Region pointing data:
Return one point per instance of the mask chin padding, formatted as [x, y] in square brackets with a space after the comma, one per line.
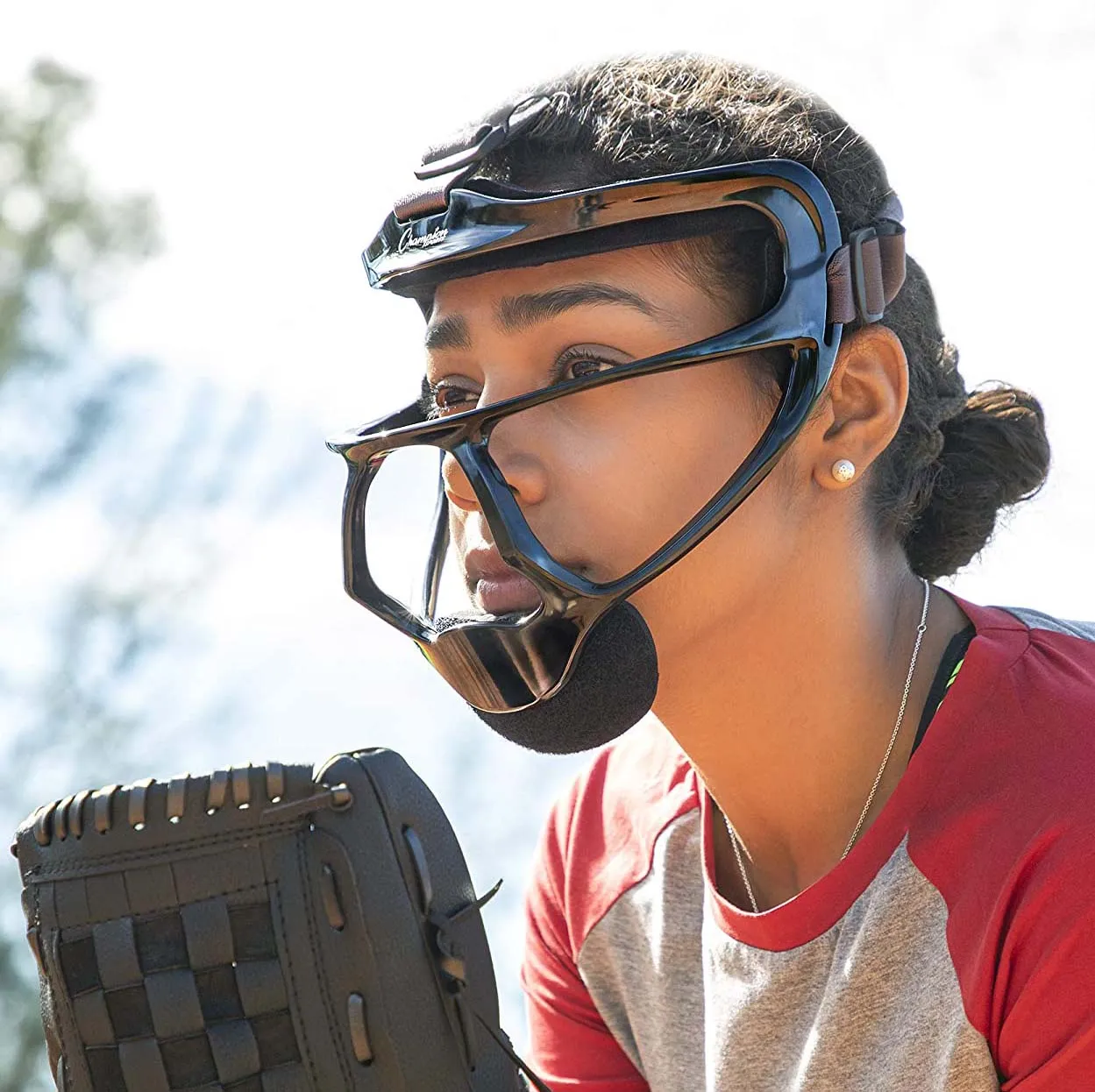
[611, 688]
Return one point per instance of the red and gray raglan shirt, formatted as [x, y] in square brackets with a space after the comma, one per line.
[953, 949]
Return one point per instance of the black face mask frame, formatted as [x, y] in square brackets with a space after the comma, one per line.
[507, 663]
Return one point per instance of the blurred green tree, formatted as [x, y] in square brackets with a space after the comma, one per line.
[88, 443]
[61, 243]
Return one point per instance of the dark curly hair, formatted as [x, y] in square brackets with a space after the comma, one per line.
[957, 457]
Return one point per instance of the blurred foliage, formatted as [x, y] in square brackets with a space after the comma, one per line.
[115, 471]
[60, 238]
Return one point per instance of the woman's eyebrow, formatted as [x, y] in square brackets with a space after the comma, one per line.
[448, 333]
[515, 313]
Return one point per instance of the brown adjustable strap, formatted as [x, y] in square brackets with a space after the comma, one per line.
[866, 273]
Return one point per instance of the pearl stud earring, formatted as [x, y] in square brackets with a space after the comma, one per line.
[843, 470]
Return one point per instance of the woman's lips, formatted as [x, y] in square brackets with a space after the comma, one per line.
[498, 589]
[507, 593]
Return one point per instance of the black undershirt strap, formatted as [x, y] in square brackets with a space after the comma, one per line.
[954, 655]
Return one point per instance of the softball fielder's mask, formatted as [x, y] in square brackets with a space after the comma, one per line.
[577, 668]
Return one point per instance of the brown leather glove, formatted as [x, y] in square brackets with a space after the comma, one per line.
[262, 930]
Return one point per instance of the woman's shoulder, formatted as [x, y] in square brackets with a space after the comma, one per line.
[601, 833]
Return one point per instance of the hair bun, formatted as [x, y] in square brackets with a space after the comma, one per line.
[994, 454]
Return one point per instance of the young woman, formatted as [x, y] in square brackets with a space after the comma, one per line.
[853, 844]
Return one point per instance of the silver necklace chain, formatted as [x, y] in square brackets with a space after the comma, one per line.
[736, 841]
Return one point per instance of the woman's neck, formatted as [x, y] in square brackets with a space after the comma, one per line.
[786, 714]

- [Work required]
Give back every entry in full, exactly as written, with no picture included.

- [Solution]
Return one point per instance of the mask chin padding, formatted as [x, y] in square brackets with a space after the comma, one per line.
[611, 688]
Return one point per instance of the red and gray raglan shirt, formatted as [x, y] in square brackets with a space after the comma, one per line.
[953, 949]
Return one point per instance of the black face mask frame, formatted as [x, y] in square brackets with a space after the comma, one per line.
[507, 663]
Return one point per instance of the blurred green tree, formatted as [x, y] in square brackets with a space after the comma, one per line.
[88, 443]
[61, 243]
Return one point per instance of the dark curly hair, formatted as [x, y] in square brackets with a space after the comma, one per line.
[957, 457]
Return one point per instance of the blurred foliage, formatted as [x, y] in square brackets with a space after the comma, one per line.
[115, 471]
[60, 238]
Return one point per instance of the woman's eyebrow, formatted as [x, y] in square brackets with a space after the comma, one per line.
[448, 333]
[515, 313]
Return one point per instance of the brown adjustable strap, formatted as [x, y] in square brackets with a space after the comma, one per line.
[866, 273]
Return one point per instance of the pearl stud earring, formatted as [x, y] in square brackets with a space after the comma, one per line.
[843, 470]
Return one point per instance of the woman's lips, formatted as [x, y] in square brackets with a space after the comma, one per line.
[498, 589]
[507, 593]
Return one point per instance of the black undershirt strap, formatted as [x, y] in square brackets with a space after the comma, one per line.
[954, 655]
Return one point per instance of the softball fielder's mask, formatted as [x, y] in square brackets with a space after the comma, one per line.
[577, 668]
Return one point per instance of the brown leather glove, formatted as [x, y] in square brackets with a space after the comma, one per line.
[262, 930]
Return one point per instance of the woman's shoulder, formatted as [x, y] in square brackets with a space after the comma, one per line.
[601, 833]
Return one point per instance of the hair bun, formatted as [x, y] in square brackets with a space after the comma, one per line.
[994, 454]
Return one point per instance of the young woman, formatted as [x, y] in square brackets with a space after the comma, one per line.
[853, 844]
Return one point per instance of the silver necklace chain, formatted as [x, y] in square brackets with a space after the comma, one per line.
[736, 841]
Return one point per instance of the woman's neck, formatted as [x, y] in square brackets with a space after the comma, one per line.
[786, 714]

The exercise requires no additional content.